CONSIGNE A: Recopie les lignes des enregistrements, de la ligne contenant « the alloy wheel » jusqu'à la fin des enregistrements, y compris celles qui ne portent pas de réponse. Multiplie chaque coordonnée des réponses par 2,15 et arrondis à l'entier le plus proche, les demis étant arrondis vers le haut.

Fort heureusement, l’anthropologie s’est largement renouvelée grâce au travail de terrain et à ses rapports aux autres sciences sociales, souvent en marge[1] de ceux qui ont tenté de sauver les vestiges d’une discipline aux prises avec le « grand partage » et son corollaire, le « paradigme ethnologique ». Or, il est temps de sortir d’une vision éculée de l’anthropologie. C’est cet aspect que Benoît De L’Estoile et Michel Naepels ont privilégié en présentant treize comptes-rendus brefs et toniques. Leur ambition est de montrer dans quelle mesure l’anthropologie, portant désormais son attention sur des questions contemporaines, avive sa propre dynamique et redessine ses frontières disciplinaires en prenant en compte de plus larges dimensions.
Il est vain de vouloir faire un commentaire de commentaires. Je m’intéresserai donc à dégager les apports de ce collectif et les thèmes abordés. Je distinguerai deux axes principaux qui organisent l’ensemble des contributions : 1. Les nouveaux terrains et ses questions ; 2. le rapport de l’anthropologie au mental.
Le concept de terrain doit être clarifié et repensé. Il est classiquement confondu avec l’unité de lieu, de temps ou de peuple exotique. On n’a guère pris la mesure de cet obstacle épistémologique majeur. Comme si l’objet de l’anthropologie gisait naturellement là, donné et immédiat. Il est au contraire aisé de montrer qu’il n’existe pas d’objet ou un type de société consacré. Les études évoquées portent sur la violence des institutions disciplinaires, les usages de la souffrance psychique, l’action politique, les questions urbaines, l’activité scientifique, etc. Elles ont en commun le souci de construire de façon réfléchie et de plus en plus négociée leur pertinence théorique. Le terrain peut être alors multi-sites et peut étudier plusieurs catégories d’acteurs, éventuellement concurrents. L’unité d’analyse et l’analyse des contextes ne se fonde donc plus sur de fausses évidences, mais à partir de problématiques clairement formulées. De ce fait, le travail de terrain n’est pas un simple recueil des matériaux, il est de bout en bout théorique.
L’anthropologie privilégie, au travers du travail de terrain, la dimension prosaïque de la vie sociale. C’est une science de l’ordinaire. Or, les règles, qui en forment le cadre, ne sont pas établies une fois pour toute, constitutives d’une sorte de présent établi par une totalité. C’est pourquoi s’impose l’analyse des dimensions historiques, sociales, politiques ou économiques pour en décrire les ressorts. Mais loin de se restreindre à une échelle d’analyse (le « micro »), ces recherches clarifient et rendent intelligible l’évolution économique et sociale contemporaine. Dès lors, il ressort très clairement des diverses contributions que le travail de terrain est le lieu de formation et de transformation des problématiques anthropologiques.

MATÉRIEL DE L'EXERCICE:
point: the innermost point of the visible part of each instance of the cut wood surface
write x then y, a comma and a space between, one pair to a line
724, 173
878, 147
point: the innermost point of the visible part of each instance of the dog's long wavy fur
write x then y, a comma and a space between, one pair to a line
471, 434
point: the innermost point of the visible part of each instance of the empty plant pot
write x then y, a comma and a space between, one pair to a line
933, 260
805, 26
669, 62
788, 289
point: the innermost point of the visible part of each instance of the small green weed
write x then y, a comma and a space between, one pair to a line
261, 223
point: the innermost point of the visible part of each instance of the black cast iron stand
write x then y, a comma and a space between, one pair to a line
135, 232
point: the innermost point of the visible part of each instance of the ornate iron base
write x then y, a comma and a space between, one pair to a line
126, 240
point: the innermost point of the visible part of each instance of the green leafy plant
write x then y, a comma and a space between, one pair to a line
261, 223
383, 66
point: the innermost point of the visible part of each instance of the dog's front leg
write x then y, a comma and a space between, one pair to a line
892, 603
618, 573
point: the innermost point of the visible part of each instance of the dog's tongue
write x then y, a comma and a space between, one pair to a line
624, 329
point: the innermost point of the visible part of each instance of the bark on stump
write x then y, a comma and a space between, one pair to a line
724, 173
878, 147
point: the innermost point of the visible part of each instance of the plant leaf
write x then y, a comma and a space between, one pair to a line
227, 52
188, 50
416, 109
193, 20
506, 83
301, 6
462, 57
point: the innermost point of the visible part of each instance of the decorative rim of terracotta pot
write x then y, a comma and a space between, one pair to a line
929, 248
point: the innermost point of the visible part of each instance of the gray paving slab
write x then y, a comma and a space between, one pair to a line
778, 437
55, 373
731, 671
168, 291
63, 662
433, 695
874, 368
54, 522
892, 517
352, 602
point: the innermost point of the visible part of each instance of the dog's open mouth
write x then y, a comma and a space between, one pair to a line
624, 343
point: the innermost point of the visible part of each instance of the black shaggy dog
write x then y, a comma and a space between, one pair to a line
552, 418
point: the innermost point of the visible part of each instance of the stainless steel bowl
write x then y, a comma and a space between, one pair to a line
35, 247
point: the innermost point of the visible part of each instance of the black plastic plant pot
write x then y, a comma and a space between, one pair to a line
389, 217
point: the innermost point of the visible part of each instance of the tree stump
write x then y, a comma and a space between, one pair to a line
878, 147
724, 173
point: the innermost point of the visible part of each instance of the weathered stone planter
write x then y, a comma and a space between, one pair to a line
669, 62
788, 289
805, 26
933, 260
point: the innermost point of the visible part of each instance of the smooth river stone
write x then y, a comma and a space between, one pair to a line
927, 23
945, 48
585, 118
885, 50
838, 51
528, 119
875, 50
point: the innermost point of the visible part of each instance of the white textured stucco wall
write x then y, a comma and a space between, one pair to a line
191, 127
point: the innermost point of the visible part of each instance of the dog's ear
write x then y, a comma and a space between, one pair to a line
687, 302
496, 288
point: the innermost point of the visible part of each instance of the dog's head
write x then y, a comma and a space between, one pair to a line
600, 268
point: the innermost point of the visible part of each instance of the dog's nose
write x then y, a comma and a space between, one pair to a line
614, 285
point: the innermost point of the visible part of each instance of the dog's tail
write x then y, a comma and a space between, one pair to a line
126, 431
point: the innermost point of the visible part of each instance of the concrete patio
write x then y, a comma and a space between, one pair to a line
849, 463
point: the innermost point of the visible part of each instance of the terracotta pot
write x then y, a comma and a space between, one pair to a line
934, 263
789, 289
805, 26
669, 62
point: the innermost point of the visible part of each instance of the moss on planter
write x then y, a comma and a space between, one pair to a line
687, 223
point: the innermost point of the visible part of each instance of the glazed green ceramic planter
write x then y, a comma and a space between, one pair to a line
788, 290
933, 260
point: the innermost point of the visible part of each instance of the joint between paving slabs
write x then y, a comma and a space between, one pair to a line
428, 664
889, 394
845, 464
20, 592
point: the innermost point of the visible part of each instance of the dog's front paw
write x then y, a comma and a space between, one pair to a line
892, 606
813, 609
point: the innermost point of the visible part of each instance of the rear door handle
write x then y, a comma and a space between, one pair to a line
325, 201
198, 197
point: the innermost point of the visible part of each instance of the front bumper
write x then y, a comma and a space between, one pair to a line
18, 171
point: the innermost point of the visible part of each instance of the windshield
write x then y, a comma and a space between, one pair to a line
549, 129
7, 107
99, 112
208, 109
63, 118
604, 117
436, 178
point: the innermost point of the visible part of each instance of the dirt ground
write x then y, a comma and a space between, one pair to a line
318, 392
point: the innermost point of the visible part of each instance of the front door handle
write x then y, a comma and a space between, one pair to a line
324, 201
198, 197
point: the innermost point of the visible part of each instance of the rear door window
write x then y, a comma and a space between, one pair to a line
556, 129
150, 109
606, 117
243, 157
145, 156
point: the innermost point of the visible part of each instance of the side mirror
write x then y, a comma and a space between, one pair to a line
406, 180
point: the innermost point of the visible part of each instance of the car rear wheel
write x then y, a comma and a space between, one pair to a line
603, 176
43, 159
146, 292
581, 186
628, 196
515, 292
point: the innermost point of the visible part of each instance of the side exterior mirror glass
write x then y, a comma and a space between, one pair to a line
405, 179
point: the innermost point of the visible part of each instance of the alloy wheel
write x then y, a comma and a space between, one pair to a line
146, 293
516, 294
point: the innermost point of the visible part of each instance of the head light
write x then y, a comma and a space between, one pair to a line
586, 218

CONSIGNE B: D'après l'extrait du document, combien de comptes-rendus Benoît De L'Estoile et Michel Naepels présentent-ils ?

RÉPONSE ATTENDUE A:
point: the innermost point of the visible part of each instance of the alloy wheel
write x then y, a comma and a space between, one pair to a line
314, 630
1109, 632
point: the innermost point of the visible part of each instance of the head light
write x then y, a comma and a space between, one pair to a line
1260, 469

RÉPONSE ATTENDUE B: Treize comptes-rendus brefs et toniques.